» **Excerto do texto**
Porquê o fígado e não o intestino?

"As diferentes partes do intestino podem ter informações parciais sobre o valor nutricional do alimento que, naquele momento, está a ser ingerido. O fígado, por outro lado, recebe grande parte dos nutrientes e toxinas provenientes do intestino. Isso significa que reúne as condições ótimas para funcionar como um sensor metabólico", adianta Ana Fernandes.

E, de facto, quando a equipa testou a sua hipótese lesionando o ramo hepático do nervo vago, os ratinhos foram incapazes de adquirir este novo tipo de aprendizagem, dando força à hipótese de que este ramo específico (hepático) deteta e transmite sinais pós-ingestivos ao cérebro durante o processo de aprendizagem.

Uma descoberta empolgante

Levantou-se então outra questão relevante: para onde, no cérebro, estavam a ser enviados os sinais pós-ingestão? As suspeitas recaíram sobre a dopamina, molécula envolvida em diversos processos cognitivos. Vários estudos ilustram uma associação entre a alimentação e os neurónios da dopamina no cérebro. No entanto, nunca anteriormente tinham sido demonstradas as ligações diretas entre os sinais pós-ingestivos e a atividade desses neurónios.

» **Exercício A**
Indique todos os órgãos do corpo mencionados no texto sobre o fígado e a aprendizagem.
» **Exercício B**
Dê a continuação do texto sobre o fígado e a aprendizagem, começando depois da última frase apresentada.
Não é preciso consultar os dados.

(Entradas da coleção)
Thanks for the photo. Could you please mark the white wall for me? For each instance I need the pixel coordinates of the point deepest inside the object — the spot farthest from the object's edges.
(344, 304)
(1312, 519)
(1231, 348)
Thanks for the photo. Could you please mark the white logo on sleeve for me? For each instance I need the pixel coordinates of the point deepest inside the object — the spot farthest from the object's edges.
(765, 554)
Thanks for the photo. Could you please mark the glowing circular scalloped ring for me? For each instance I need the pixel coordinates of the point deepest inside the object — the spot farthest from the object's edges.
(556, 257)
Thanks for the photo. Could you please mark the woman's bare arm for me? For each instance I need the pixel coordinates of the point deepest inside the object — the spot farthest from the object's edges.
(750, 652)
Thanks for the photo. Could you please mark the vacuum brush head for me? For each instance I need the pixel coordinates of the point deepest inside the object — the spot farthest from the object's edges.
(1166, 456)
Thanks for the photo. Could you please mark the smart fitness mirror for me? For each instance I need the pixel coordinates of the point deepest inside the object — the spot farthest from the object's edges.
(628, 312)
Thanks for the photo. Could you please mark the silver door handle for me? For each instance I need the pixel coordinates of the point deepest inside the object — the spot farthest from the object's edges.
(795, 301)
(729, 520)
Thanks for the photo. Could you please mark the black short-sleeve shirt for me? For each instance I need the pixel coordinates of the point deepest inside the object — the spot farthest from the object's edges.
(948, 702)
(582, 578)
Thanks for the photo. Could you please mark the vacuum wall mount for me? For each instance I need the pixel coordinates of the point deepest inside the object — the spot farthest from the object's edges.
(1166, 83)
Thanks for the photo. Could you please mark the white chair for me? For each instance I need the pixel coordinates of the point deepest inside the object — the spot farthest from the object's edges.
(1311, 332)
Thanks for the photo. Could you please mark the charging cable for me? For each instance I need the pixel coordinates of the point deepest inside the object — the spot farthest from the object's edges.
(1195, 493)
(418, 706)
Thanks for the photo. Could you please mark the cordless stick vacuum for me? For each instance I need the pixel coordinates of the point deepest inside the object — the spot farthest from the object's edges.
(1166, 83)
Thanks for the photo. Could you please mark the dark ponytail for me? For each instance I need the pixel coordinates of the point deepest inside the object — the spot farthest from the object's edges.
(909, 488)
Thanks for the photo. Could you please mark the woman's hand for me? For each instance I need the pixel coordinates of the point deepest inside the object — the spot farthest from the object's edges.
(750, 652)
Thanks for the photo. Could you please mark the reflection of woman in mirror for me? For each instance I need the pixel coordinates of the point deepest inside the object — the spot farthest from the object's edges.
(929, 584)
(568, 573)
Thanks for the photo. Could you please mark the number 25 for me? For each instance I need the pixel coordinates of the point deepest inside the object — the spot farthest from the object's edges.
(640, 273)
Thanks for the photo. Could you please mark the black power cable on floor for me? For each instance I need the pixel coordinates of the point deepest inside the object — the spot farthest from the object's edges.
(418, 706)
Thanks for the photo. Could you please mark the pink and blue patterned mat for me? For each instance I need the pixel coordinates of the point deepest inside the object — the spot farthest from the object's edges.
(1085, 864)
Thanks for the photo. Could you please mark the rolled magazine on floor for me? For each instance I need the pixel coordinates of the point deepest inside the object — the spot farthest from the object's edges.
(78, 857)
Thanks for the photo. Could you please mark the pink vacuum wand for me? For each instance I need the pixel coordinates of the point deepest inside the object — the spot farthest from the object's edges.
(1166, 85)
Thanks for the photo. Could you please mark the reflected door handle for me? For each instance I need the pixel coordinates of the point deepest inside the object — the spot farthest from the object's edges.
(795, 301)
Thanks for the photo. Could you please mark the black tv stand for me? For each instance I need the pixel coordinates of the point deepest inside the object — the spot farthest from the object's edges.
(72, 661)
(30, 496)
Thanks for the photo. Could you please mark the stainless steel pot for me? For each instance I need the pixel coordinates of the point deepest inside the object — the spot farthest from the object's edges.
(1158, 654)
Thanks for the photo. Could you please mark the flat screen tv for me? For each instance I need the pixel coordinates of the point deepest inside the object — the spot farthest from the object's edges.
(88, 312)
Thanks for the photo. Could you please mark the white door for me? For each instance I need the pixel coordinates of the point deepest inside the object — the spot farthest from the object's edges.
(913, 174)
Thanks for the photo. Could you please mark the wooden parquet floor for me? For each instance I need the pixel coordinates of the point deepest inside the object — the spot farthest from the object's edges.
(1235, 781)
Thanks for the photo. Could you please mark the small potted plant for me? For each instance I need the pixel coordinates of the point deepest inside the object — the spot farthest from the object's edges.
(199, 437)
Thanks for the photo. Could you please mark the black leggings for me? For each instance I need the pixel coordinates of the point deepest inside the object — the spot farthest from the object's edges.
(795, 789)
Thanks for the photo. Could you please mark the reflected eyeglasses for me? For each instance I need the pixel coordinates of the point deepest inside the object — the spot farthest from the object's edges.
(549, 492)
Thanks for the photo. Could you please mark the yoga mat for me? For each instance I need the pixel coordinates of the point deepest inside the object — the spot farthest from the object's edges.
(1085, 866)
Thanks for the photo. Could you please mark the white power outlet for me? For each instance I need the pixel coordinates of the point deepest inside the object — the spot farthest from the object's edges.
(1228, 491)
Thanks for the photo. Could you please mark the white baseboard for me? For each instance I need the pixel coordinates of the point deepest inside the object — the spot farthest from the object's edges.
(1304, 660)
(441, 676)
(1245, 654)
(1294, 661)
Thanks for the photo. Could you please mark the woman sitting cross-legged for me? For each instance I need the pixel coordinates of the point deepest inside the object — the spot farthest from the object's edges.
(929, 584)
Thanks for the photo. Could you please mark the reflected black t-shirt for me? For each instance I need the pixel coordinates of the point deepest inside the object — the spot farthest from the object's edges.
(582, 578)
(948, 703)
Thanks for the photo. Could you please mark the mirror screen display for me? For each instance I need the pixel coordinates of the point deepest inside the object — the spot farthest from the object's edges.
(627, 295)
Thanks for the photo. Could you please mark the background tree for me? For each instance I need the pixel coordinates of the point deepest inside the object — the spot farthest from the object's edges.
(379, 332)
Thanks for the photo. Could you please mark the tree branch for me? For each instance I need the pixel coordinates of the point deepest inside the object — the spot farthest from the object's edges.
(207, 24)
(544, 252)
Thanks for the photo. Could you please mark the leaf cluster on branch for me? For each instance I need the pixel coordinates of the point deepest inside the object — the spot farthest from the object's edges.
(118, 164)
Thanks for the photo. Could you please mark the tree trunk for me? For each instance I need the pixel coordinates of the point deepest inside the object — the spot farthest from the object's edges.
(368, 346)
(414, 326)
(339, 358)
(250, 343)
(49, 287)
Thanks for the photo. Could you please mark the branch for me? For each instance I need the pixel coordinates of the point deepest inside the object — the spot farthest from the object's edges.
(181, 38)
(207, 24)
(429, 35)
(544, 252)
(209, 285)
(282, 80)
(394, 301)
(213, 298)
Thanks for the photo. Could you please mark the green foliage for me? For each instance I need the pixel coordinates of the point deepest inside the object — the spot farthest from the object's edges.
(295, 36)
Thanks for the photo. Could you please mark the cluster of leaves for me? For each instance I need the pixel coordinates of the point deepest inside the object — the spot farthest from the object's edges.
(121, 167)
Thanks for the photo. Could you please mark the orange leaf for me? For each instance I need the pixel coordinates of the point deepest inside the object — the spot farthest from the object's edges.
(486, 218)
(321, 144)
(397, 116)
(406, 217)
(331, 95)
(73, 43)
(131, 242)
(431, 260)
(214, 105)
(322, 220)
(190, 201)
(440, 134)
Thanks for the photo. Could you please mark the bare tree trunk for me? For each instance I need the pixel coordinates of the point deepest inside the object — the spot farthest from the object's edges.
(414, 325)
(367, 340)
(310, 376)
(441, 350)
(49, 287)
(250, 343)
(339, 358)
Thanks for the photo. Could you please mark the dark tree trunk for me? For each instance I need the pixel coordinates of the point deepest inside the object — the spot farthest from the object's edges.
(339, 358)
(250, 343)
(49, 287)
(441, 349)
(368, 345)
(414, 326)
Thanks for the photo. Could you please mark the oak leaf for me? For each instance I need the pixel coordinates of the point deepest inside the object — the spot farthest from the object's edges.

» **Resposta A**
Intestino, fígado, cérebro

» **Resposta B**
De seguida, a equipa implementou várias abordagens experimentais para estudar se os neurónios da dopamina estavam envolvidos na aprendizagem pós-ingestiva que haviam descoberto. As conclusões alcançadas deram provas concretas desse envolvimento.

"Uma componente importante deste estudo foi a descoberta de que os neurónios da dopamina estavam envolvidos nesse novo processo de aprendizagem", adiantou o neurocientista Rui Costa, também autor do estudo.

A equipa conseguiu não só demonstrar que esses neurónios eram sensíveis aos sinais pós-ingestivos, mas também que a sua atividade era necessária para que a aprendizagem acontecesse. Para completar a experiência final, os investigadores testaram ainda se os neurónios eram influenciados pelo ramo hepático do nervo vago. E, mais uma vez, a resposta foi afirmativa. Quando o ramo foi cortado, a resposta dos neurónios aos sinais pós-ingestivos foi significativamente menor.

A relação entre a dopamina e o processo de aprendizagem

"Ficou demonstrado que os neurónios da dopamina respondem a recompensas, por exemplo, quando um doce chega à nossa língua", explicou Rui Costa. "Este estudo mostrou que esses neurónios também são ativados quando os alimentos chegam ao estômago e ao intestino. Além disso, demonstrámos ainda que quando os nutrientes chegam ao intestino, a ativação dos neurónios da dopamina é fundamental para desencadear o comportamento de procura de alimentos".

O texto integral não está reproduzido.